(Text block begins)
How to use dplyr::filter() to find ID’s from list variable?

2020/06/11

This example is useful in Shiny-programming, where we have long timeline datasets what we want to filter by ID’s which are included in dataset as list-variable.

I have come across few times on obstacle, where I want to find ID’s from a list variable in a dataset. List variable includes all ID’s corresponding row, for example a date. Let’s create some test data to demonstrate.

library(dplyr)
## 
## Attaching package: 'dplyr'
## The following objects are masked from 'package:stats':
## 
##     filter, lag
## The following object is masked from '.env':
## 
##     n
## The following objects are masked from 'package:base':
## 
##     intersect, setdiff, setequal, union
library(purrr)
library(ggplot2)
(Text block ends)
- **Exercise A**
Copy the text on filtering IDs from a list variable between "I have come" and "data to demonstrate.", inclusive.
- **Exercise B**
Summarize the text on filtering IDs from a list variable in two sentences.
(Provided records begins)
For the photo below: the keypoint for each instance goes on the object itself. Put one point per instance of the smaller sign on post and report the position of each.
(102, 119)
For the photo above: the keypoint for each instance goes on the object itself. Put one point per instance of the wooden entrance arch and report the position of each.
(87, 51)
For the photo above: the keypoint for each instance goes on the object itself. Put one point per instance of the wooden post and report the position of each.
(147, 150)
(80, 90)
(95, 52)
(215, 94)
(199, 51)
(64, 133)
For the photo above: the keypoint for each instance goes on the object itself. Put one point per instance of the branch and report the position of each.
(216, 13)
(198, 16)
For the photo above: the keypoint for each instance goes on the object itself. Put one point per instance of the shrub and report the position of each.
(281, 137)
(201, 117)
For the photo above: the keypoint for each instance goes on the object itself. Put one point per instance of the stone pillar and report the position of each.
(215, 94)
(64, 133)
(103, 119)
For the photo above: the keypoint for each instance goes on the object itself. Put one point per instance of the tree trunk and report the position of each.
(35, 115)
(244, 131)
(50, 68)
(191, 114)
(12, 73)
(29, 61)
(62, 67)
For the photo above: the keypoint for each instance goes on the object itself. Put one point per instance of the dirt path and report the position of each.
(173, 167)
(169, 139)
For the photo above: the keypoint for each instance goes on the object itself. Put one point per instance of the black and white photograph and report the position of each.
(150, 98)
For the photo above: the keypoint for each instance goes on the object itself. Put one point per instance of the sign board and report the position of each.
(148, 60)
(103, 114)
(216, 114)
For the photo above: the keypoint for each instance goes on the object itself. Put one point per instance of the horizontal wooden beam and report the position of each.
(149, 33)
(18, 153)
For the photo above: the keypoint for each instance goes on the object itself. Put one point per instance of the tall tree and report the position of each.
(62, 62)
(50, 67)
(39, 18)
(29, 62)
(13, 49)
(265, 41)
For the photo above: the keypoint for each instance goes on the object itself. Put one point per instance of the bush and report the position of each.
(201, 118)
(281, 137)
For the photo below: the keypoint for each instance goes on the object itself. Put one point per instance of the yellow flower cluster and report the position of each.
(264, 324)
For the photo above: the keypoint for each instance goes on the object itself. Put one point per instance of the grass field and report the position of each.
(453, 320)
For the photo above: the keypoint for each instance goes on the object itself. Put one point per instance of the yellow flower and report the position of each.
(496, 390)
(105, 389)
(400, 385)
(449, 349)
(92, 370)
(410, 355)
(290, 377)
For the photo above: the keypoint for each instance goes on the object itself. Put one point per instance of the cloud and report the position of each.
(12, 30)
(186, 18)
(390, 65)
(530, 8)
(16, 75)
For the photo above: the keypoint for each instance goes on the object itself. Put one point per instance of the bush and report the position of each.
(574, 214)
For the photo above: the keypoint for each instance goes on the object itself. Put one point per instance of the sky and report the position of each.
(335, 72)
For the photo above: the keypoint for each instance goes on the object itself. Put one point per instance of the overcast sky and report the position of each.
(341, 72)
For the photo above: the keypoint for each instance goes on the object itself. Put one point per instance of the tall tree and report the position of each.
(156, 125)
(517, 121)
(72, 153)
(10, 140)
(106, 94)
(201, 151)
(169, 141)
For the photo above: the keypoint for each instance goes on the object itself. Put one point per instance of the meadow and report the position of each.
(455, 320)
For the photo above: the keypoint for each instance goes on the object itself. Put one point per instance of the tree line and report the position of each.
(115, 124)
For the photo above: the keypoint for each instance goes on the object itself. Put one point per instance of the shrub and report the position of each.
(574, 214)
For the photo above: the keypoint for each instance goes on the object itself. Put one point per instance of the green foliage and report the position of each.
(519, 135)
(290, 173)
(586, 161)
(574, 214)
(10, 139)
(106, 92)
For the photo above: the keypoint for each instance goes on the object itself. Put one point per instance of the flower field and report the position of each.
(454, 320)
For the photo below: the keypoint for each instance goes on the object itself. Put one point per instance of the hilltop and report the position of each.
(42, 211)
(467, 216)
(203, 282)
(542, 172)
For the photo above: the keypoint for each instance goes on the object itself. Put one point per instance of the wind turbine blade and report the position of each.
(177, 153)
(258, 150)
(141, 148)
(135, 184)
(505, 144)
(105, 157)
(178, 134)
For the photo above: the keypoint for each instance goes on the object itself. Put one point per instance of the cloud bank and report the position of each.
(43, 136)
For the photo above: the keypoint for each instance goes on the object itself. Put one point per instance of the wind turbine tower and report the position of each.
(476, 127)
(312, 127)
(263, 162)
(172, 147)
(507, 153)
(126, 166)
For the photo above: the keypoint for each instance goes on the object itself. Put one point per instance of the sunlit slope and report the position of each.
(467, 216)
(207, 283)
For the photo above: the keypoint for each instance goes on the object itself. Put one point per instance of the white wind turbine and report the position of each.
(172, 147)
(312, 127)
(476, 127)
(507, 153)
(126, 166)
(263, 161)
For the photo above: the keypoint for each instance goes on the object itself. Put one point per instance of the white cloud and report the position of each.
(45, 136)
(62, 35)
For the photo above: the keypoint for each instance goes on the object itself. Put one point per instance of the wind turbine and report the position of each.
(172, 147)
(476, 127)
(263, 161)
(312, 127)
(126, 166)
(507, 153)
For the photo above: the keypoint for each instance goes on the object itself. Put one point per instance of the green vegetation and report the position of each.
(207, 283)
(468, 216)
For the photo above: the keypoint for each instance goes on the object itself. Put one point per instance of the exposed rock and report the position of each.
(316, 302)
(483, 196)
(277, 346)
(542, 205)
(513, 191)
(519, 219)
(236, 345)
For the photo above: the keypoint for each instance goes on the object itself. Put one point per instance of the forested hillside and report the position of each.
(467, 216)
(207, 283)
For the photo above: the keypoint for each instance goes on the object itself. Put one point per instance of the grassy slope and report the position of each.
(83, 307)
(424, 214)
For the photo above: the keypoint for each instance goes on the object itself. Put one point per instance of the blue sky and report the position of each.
(Provided records ends)
- **Exercise output A**
I have come across few times on obstacle, where I want to find ID’s from a list variable in a dataset. List variable includes all ID’s corresponding row, for example a date. Let’s create some test data to demonstrate.

- **Exercise output B**
It shows how to use dplyr::filter() to find IDs stored in a list variable, which is useful in Shiny programming for filtering long timeline datasets by ID. The list variable holds all IDs for a corresponding row, such as a date, and test data is set up to demonstrate by loading dplyr, purrr and ggplot2.